━━ Artikel ━━
Begini Pandangan Saya Terkait Film Dear David....
Berbagai pandangan tentang film ini membanjiri sosial media. Tak tanggung-tanggung, ada yang memberi rating sangat buruk, namun adapula yang memberi rating sangat bagus.
Perlu diingat, ada beberapa part yang sepertinya terabaikan oleh sebagian penonton. Salah satunya adalah cerita fiksi Laras yang penuh gairah. Sebenarnya, isu yang diangkat sangat relate dengan keadaan masa kini. Kita dapat dengan mudah mendapatkan cerita dewasa yang tersedia gratis di berbagai platform menulis. Fatalnya adalah jika cerita-cerita tersebut dibaca oleh anak yang belum pantas untuk membacanya. Anak yang masih belum bisa membedakan mana yang benar dan salah. Anak juga cenderung masih memiliki dunia fantasinya sendiri. Tidak menutup kemungkinan ia akan membuat fantasi dari bahan bacaannya. Karena pada dasarnya dia masih tidak mengerti akan apa yang ia baca. Parahnya lagi karena rasa penasaran yang tinggi membuat sang anak mempraktikkannya tanpa berpikir panjang.
━━━
━━ Baris Data ━━
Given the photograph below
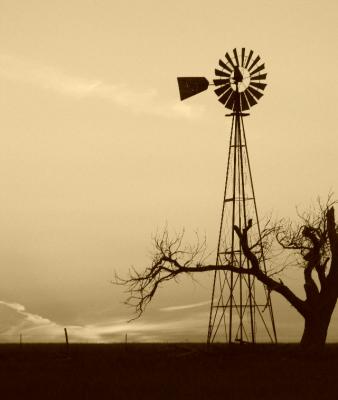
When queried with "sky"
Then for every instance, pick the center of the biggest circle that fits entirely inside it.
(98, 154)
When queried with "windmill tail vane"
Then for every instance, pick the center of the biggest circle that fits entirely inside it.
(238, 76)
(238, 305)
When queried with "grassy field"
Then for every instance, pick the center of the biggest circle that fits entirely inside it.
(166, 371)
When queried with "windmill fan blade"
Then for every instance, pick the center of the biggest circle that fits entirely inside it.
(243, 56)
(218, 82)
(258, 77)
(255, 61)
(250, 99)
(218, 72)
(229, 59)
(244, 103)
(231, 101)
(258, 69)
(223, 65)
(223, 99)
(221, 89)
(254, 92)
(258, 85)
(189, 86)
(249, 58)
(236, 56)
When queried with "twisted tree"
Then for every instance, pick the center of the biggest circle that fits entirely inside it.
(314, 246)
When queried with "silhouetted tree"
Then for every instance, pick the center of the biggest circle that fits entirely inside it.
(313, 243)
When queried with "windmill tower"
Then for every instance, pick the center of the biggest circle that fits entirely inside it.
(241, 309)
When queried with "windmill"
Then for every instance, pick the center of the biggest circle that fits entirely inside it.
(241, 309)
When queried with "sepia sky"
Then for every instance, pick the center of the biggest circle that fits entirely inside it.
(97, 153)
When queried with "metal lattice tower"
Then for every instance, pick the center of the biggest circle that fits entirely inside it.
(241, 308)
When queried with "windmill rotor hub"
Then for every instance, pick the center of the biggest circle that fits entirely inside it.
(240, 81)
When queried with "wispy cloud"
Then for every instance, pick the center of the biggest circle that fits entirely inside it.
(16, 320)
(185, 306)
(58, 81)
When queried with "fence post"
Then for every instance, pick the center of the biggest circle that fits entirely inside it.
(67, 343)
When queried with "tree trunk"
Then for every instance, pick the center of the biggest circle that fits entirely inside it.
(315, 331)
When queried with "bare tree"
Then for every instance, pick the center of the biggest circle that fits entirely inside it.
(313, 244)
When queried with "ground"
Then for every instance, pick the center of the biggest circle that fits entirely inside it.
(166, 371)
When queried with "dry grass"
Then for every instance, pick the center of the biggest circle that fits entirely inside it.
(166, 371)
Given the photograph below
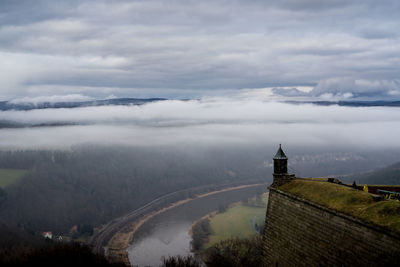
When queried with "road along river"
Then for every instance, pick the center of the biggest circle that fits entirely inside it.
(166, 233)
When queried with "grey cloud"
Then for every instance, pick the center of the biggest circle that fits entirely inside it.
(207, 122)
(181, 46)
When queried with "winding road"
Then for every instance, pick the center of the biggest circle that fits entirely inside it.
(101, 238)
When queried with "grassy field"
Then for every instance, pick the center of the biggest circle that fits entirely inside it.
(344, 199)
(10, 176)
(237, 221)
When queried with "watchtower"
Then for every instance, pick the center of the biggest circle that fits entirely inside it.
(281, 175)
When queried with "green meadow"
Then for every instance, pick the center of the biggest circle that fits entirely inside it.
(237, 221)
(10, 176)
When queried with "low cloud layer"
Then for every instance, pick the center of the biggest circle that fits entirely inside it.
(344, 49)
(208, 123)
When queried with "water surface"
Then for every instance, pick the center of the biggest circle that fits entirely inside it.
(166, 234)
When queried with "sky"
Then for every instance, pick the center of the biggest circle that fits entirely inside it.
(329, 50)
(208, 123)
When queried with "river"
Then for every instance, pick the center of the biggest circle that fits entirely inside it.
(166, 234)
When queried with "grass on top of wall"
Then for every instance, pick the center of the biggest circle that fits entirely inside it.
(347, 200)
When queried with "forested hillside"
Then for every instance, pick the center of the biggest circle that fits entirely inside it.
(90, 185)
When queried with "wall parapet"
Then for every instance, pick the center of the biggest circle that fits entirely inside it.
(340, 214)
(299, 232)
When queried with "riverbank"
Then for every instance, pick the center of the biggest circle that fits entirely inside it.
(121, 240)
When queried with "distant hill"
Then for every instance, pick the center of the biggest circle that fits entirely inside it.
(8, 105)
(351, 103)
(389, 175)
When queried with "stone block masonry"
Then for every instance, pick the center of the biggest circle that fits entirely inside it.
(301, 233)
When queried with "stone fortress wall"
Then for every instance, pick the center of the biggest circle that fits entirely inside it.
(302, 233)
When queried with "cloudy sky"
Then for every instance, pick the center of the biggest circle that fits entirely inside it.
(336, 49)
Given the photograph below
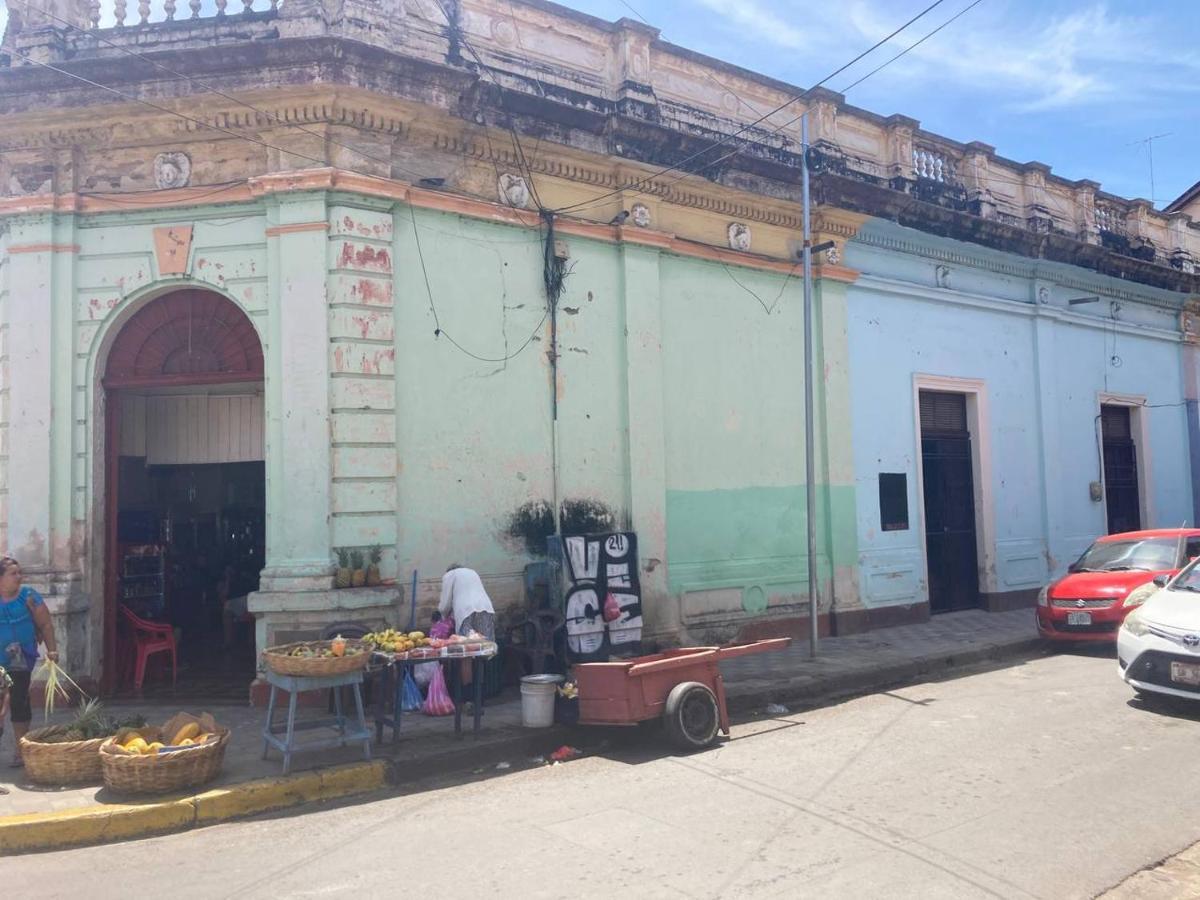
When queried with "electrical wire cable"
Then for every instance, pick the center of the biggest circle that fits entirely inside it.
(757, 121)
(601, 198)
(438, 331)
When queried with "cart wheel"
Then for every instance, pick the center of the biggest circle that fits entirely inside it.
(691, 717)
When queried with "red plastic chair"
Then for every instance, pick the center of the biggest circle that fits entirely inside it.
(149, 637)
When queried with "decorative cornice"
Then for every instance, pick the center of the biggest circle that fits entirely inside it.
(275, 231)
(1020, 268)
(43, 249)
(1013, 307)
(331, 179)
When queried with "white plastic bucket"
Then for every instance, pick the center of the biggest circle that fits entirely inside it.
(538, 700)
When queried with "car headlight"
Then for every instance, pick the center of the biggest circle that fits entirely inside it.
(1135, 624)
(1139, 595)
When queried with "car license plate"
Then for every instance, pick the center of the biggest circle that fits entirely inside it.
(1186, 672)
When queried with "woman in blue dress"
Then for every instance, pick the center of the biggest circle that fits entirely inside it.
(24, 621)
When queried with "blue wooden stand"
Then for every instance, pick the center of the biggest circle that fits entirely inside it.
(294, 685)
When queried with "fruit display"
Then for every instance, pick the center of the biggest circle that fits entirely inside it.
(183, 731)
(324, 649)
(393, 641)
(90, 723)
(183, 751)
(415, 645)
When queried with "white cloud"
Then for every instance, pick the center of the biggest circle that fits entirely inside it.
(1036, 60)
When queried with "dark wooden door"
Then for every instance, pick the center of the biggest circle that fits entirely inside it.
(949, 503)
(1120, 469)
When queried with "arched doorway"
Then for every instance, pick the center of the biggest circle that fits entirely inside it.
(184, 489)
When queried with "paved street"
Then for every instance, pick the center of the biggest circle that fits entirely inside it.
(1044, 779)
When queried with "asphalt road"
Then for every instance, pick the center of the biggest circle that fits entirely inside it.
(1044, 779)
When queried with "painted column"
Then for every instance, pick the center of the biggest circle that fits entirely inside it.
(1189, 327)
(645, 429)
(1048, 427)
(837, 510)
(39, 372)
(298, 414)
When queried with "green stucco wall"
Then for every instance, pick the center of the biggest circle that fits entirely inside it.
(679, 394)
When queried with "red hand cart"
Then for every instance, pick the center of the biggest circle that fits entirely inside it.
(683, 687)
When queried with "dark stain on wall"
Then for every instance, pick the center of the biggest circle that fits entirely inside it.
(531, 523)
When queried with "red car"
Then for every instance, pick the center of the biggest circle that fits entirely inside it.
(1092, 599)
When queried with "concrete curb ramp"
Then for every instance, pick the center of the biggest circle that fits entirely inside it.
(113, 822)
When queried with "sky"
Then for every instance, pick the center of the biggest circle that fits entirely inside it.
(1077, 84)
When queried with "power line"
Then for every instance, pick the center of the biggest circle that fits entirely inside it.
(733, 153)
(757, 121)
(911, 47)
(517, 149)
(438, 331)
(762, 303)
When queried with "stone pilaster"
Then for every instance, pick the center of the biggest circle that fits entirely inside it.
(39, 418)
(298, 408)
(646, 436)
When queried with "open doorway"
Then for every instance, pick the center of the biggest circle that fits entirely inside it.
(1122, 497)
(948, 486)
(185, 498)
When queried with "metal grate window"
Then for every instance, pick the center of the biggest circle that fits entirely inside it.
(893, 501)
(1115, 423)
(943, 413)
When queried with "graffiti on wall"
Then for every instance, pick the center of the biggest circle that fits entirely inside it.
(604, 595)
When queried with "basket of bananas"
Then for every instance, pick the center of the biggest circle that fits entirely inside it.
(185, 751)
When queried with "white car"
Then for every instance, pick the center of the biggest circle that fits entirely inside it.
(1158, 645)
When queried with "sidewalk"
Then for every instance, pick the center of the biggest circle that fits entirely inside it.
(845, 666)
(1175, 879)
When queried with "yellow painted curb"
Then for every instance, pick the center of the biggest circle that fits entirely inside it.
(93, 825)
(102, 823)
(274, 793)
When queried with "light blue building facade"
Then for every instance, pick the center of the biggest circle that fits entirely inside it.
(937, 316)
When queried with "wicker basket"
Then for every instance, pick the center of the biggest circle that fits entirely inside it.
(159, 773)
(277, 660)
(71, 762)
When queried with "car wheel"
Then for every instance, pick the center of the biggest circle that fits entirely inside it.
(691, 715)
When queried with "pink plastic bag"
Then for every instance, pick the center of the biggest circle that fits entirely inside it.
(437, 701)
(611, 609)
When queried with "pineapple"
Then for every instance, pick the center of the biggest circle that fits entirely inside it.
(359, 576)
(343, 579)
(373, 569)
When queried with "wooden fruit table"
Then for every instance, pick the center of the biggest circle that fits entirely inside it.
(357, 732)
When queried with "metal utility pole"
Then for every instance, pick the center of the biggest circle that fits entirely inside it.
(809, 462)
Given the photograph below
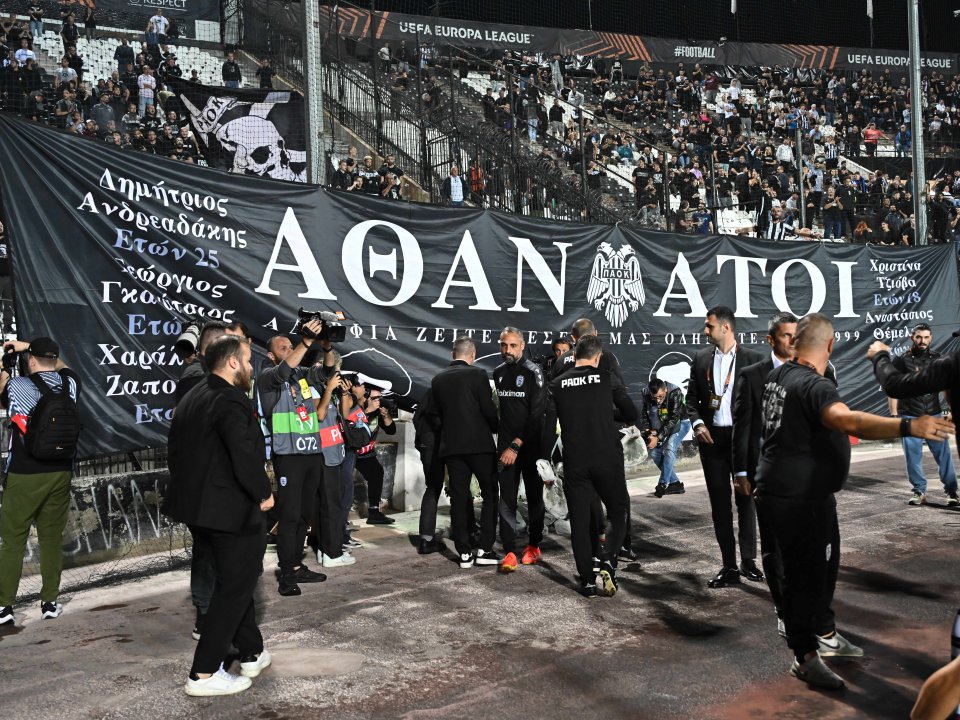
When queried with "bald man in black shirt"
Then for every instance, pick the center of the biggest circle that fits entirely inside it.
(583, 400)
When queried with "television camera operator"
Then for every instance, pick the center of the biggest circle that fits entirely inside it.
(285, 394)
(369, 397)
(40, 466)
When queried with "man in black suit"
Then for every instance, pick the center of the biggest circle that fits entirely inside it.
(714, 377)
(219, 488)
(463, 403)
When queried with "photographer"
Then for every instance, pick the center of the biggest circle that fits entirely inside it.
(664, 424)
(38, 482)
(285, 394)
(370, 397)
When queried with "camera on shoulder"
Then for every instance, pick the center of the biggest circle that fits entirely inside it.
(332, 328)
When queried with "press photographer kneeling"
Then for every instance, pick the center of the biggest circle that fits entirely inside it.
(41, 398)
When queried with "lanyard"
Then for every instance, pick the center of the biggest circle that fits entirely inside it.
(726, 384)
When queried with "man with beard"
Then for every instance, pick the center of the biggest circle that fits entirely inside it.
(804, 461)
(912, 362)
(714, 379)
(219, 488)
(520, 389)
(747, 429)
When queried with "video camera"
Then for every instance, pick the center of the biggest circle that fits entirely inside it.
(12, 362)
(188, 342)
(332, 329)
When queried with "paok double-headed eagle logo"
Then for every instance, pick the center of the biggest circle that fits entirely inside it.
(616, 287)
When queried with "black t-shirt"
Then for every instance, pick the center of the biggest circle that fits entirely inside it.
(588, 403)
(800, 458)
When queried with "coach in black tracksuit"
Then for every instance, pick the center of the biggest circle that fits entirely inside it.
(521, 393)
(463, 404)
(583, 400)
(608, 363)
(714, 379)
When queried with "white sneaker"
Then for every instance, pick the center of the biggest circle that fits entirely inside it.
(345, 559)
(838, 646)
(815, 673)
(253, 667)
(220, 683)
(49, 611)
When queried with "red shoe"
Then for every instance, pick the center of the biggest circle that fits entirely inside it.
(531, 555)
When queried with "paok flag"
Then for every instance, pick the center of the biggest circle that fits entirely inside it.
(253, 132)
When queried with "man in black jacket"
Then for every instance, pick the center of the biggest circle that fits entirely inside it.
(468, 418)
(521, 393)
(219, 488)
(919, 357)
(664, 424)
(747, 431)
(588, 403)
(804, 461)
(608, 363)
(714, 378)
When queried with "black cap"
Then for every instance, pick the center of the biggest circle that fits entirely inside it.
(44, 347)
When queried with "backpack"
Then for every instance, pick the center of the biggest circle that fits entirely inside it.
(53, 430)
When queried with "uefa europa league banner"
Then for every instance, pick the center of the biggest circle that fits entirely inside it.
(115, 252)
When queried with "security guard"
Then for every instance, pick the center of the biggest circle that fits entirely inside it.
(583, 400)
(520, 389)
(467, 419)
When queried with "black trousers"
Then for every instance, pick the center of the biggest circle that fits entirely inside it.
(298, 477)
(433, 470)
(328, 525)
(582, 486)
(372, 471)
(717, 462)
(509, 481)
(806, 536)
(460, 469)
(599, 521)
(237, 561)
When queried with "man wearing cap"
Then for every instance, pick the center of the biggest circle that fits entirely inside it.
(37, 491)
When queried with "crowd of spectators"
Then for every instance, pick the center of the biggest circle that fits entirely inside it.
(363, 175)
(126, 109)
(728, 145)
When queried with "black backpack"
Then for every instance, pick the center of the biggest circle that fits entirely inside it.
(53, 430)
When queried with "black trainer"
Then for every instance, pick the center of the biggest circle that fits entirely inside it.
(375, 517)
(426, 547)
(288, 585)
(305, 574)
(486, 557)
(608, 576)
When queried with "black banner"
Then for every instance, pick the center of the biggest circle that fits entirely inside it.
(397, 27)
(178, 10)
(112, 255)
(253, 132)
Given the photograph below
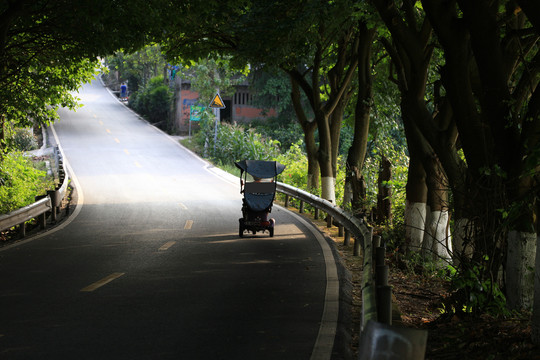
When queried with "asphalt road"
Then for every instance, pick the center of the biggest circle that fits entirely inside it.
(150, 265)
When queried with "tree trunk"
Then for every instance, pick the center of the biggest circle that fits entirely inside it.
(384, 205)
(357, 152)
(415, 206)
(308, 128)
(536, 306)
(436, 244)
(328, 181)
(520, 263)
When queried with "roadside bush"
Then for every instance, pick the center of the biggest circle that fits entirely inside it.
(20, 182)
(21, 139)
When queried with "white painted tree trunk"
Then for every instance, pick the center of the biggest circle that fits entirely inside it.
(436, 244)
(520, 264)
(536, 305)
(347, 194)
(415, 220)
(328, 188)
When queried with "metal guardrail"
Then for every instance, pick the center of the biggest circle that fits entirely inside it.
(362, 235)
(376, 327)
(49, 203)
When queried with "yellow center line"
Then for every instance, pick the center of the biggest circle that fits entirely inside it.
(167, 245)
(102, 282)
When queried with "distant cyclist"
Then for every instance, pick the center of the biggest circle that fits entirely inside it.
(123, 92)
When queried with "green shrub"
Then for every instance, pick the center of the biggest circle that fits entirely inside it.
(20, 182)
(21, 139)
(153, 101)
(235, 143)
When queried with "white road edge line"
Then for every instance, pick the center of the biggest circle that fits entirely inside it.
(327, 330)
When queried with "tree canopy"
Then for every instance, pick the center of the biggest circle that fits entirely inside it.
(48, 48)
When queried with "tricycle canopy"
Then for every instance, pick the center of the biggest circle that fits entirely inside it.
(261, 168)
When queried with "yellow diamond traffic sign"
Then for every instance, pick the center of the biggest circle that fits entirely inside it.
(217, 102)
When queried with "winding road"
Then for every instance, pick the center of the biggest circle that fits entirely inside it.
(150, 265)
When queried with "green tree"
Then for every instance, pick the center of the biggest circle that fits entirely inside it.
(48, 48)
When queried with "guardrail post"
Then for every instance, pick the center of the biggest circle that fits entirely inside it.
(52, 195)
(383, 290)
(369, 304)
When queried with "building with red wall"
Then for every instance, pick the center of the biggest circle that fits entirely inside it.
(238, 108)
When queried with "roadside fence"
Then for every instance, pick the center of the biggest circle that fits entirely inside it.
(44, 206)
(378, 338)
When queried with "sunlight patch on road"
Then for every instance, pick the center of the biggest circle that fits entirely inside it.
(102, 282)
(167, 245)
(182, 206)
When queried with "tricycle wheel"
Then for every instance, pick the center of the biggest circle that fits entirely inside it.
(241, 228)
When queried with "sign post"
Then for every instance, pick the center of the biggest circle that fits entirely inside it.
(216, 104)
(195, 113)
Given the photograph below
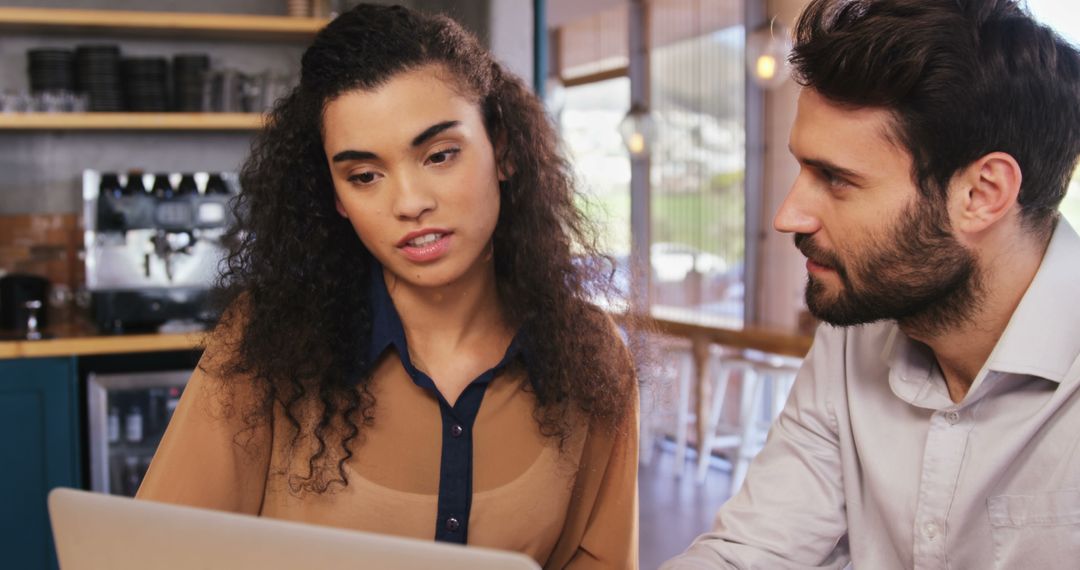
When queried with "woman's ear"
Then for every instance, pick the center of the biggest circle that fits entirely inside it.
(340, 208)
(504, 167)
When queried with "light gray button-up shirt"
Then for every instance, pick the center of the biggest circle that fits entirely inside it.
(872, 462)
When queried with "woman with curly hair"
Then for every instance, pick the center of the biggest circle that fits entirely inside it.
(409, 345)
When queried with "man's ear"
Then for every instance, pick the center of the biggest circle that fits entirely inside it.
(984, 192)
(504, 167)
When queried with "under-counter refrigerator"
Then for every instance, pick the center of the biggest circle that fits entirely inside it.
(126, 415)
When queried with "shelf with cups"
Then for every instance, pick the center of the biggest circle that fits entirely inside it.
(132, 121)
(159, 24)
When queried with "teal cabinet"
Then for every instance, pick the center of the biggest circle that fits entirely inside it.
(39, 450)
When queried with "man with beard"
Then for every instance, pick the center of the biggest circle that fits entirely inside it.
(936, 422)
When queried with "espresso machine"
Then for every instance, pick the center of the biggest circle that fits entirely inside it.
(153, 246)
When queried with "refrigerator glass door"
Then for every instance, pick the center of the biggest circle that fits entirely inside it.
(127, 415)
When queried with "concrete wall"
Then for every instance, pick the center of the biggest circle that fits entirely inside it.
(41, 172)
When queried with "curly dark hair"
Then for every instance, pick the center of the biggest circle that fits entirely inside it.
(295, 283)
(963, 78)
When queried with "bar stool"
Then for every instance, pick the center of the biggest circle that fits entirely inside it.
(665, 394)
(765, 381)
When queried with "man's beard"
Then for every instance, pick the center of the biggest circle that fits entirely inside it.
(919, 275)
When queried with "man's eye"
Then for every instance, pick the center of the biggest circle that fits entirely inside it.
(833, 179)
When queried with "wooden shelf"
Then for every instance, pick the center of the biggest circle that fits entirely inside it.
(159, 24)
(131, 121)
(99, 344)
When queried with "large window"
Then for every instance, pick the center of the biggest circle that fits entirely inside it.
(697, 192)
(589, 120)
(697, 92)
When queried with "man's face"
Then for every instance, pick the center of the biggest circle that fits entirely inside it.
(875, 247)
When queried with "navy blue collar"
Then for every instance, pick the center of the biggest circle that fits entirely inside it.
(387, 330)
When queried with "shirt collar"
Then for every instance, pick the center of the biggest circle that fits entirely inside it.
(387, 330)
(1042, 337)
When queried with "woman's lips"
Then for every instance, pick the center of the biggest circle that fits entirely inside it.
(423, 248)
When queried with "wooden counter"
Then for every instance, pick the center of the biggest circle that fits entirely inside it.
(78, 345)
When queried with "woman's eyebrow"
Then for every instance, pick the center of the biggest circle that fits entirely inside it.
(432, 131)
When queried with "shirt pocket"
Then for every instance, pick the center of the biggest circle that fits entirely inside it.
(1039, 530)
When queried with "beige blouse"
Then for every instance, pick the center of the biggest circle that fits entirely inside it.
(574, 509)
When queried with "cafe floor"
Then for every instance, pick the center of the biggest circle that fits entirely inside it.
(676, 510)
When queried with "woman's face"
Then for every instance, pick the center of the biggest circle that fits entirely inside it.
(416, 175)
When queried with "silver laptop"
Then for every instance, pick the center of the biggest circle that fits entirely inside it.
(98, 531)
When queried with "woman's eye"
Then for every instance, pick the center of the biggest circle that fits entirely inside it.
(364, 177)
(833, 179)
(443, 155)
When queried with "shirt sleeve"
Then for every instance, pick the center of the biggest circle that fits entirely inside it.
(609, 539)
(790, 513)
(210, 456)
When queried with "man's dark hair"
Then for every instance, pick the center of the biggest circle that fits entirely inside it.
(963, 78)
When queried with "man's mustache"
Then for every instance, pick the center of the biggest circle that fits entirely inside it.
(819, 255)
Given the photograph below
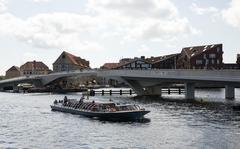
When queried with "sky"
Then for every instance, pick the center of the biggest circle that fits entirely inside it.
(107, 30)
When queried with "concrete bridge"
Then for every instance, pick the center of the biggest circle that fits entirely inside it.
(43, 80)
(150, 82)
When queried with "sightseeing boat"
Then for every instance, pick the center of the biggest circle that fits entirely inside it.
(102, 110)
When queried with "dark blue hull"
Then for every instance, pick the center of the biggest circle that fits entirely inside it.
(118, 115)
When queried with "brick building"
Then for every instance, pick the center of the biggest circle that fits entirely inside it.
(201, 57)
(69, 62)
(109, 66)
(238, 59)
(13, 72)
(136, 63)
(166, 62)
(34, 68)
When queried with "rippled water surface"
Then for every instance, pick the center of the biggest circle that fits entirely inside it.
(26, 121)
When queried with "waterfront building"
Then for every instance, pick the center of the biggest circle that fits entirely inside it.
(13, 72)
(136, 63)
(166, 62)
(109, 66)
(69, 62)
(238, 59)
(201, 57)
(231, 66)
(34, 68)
━━━
#### Tugas Anda:
a - Tuliskan kembali tanpa perubahan bagian artikel tentang film Dear David yang dibuka dengan kata-kata yang memuat "Perlu diingat, ada" dan ditutup dengan "tanpa berpikir panjang.".
b - Menurut artikel tentang film Dear David, di mana cerita dewasa bisa didapatkan secara gratis?
c - Teruskan artikel tentang film Dear David mulai dari kalimat sesudah kalimat terakhirnya.

#### Jawaban Tugas:
a -
Perlu diingat, ada beberapa part yang sepertinya terabaikan oleh sebagian penonton. Salah satunya adalah cerita fiksi Laras yang penuh gairah. Sebenarnya, isu yang diangkat sangat relate dengan keadaan masa kini. Kita dapat dengan mudah mendapatkan cerita dewasa yang tersedia gratis di berbagai platform menulis. Fatalnya adalah jika cerita-cerita tersebut dibaca oleh anak yang belum pantas untuk membacanya. Anak yang masih belum bisa membedakan mana yang benar dan salah. Anak juga cenderung masih memiliki dunia fantasinya sendiri. Tidak menutup kemungkinan ia akan membuat fantasi dari bahan bacaannya. Karena pada dasarnya dia masih tidak mengerti akan apa yang ia baca. Parahnya lagi karena rasa penasaran yang tinggi membuat sang anak mempraktikkannya tanpa berpikir panjang.

b - Di berbagai platform menulis.

c -
Laras sang penulis cerita fantasi tersebut juga turut memikirkan hal tersebut. Terlihat bahwa tulisannya hanya bisa diakses oleh dirinya sendiri atau bersifat private. Namun atas keteledorannya karena menggunakan komputer sekolah untuk menulis fantasi yang membuat akun blog cerita fantasinya gagal ter-log out.
David yang menjadi objek fantasi Laras memberikan respons yang terlihat biasa saja. Sepertinya dari awal David sudah tahu bahwa Laras menyimpan hati untuknya. Terlebih lagi usai dirinya menelaah cerita fantasi tersebut, ternyata ada kesamaan dengan beberapa periswtiwa antara dirinya dengan Laras. David hanya emosi sesaat saat menegur Laras akan tulisannya. Lalu semuanya berlalu begitu saja usai adanya kesepakatan bahwa Laras akan membantu David dekat dengan Dilla yang merupakan mantan sahabatnya.
Respons David tersebut cukup menuai kekesalan penonton. Seolah David tidak peduli meski dirinya menjadi objek fantasi seseorang. Perlu diingat bahwa David hanyalah anak SMA. Sepertinya David masih kurang edukasi terkait bentuk-bentuk pelecehan atau kekerasan seksual. Apalagi pelecehan yang dilakukan oleh teman-temannya di ruang ganti baju, sepertinya tidak membuat David trauma. Hanya kesal, sedih, marah, malu pada saat pelecehan itu terjadi.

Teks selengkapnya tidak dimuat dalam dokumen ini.